■ **Task brief**:
Print, exactly as given, each line of the data from the line containing "Annotate the glass" up to and including its last line.

■ **Recorded data**:

==========

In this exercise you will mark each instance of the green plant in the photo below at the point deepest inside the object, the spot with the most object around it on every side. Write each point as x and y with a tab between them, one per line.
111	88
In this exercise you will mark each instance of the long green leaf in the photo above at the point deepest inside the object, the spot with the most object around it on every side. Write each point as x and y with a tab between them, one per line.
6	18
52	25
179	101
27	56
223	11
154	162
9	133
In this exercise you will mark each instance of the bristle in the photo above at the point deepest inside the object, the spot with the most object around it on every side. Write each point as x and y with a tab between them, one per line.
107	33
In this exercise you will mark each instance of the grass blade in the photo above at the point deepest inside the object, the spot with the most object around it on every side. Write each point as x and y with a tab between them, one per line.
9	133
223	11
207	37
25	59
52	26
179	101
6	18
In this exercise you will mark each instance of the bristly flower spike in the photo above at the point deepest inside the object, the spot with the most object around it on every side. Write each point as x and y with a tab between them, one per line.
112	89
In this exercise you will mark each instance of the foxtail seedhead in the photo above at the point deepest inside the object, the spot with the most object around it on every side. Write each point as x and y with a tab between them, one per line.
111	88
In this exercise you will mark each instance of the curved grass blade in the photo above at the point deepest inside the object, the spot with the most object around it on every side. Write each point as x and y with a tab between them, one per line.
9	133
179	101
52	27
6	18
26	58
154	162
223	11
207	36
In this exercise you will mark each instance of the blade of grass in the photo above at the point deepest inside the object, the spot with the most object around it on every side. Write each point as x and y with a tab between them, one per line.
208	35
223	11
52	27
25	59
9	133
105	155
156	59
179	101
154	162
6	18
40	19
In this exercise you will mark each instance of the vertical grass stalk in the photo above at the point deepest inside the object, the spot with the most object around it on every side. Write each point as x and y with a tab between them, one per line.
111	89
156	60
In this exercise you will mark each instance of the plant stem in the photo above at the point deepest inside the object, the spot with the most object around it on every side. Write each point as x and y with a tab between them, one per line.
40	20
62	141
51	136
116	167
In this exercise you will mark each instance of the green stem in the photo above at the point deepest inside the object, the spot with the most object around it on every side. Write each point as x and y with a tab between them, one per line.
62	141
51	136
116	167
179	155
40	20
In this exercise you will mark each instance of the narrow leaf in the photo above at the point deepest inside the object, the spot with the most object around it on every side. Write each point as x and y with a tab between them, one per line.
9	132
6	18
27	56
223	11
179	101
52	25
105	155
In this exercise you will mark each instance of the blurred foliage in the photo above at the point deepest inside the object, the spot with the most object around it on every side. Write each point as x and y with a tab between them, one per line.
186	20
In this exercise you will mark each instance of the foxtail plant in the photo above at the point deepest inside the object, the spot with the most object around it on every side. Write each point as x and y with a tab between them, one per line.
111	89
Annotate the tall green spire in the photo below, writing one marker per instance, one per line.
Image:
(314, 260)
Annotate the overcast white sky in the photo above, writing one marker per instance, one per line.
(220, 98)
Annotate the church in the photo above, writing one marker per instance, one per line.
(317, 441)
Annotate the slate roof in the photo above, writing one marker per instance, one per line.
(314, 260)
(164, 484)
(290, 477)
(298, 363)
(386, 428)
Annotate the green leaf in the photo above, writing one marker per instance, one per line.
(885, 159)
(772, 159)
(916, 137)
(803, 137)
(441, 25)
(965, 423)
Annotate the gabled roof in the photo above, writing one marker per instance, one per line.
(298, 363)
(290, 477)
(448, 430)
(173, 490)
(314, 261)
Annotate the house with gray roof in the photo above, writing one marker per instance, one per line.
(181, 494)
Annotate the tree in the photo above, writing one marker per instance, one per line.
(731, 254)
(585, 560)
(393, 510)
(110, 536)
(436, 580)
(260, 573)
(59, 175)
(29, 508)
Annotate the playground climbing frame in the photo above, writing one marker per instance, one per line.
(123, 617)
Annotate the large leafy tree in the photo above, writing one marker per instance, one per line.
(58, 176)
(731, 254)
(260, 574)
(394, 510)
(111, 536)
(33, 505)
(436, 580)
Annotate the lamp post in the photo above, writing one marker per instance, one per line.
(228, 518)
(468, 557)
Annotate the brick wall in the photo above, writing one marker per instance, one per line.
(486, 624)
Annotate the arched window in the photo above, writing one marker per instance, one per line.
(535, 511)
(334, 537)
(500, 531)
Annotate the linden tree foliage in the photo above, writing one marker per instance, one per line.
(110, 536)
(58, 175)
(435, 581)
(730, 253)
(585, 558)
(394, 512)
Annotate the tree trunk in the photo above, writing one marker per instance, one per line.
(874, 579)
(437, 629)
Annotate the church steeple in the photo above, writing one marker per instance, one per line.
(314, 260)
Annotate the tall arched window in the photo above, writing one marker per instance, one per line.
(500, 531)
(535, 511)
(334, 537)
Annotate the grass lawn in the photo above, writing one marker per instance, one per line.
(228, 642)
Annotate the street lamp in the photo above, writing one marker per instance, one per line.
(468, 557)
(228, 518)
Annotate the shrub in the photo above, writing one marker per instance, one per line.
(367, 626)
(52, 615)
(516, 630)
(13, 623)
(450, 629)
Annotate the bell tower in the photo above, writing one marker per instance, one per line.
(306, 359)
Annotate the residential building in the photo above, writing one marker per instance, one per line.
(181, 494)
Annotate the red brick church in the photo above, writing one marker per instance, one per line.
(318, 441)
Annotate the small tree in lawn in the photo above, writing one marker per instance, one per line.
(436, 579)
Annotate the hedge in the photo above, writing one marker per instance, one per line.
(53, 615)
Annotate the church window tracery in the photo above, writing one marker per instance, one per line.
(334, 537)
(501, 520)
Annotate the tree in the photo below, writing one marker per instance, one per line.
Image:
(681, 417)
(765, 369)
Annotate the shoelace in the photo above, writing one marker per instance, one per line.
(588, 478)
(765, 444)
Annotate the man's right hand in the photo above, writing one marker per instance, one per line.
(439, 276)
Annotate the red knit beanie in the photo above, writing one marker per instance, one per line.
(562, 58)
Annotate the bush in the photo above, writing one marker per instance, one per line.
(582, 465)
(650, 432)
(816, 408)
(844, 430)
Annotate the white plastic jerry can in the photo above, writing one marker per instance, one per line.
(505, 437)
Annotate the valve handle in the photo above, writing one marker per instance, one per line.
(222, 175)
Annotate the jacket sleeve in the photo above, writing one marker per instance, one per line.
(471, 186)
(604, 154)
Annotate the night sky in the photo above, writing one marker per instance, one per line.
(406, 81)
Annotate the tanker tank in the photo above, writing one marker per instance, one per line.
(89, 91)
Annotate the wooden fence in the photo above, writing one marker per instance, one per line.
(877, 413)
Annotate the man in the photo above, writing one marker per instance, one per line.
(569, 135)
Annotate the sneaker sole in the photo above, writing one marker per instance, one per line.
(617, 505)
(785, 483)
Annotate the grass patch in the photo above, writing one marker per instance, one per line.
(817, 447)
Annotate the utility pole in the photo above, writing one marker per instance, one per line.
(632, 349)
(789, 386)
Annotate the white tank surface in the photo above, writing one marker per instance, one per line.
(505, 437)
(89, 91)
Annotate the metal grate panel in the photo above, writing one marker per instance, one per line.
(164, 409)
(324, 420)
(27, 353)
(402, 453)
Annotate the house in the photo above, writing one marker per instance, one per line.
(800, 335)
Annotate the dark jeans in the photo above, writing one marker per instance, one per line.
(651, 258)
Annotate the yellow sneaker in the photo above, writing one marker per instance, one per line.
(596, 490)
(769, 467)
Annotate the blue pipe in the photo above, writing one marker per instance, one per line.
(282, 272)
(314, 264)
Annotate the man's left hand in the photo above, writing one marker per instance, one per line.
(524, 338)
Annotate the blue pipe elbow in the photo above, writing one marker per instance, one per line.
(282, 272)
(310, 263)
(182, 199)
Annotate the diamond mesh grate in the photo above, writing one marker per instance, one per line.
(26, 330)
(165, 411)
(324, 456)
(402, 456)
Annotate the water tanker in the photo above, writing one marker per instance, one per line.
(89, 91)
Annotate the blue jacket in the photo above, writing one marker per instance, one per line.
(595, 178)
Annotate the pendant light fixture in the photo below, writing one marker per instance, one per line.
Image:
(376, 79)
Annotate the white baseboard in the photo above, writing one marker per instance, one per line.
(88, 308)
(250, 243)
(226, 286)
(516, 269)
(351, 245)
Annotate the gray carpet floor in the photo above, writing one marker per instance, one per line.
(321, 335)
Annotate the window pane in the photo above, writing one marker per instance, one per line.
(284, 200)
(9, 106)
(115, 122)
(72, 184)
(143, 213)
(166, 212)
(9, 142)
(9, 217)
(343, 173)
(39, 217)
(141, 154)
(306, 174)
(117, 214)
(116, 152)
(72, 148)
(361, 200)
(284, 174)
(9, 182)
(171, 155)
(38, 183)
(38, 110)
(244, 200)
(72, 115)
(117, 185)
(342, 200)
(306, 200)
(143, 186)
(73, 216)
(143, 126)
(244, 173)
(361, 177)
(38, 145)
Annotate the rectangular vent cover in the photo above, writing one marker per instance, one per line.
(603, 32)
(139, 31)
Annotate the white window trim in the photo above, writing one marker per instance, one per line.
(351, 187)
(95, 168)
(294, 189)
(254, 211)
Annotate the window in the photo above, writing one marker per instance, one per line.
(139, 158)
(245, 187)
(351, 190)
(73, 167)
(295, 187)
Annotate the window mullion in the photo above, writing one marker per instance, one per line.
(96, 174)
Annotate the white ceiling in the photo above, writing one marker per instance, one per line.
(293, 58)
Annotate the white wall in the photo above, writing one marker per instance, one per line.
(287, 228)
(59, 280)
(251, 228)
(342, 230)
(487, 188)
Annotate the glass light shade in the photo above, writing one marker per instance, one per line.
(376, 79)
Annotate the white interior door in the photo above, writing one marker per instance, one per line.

==========

■ **Problem solution**:
Annotate the glass light shade in the photo above, writing one marker per instance, one per line.
(376, 79)
Annotate the white interior door in the photo above, writing one marker per instance, one per line.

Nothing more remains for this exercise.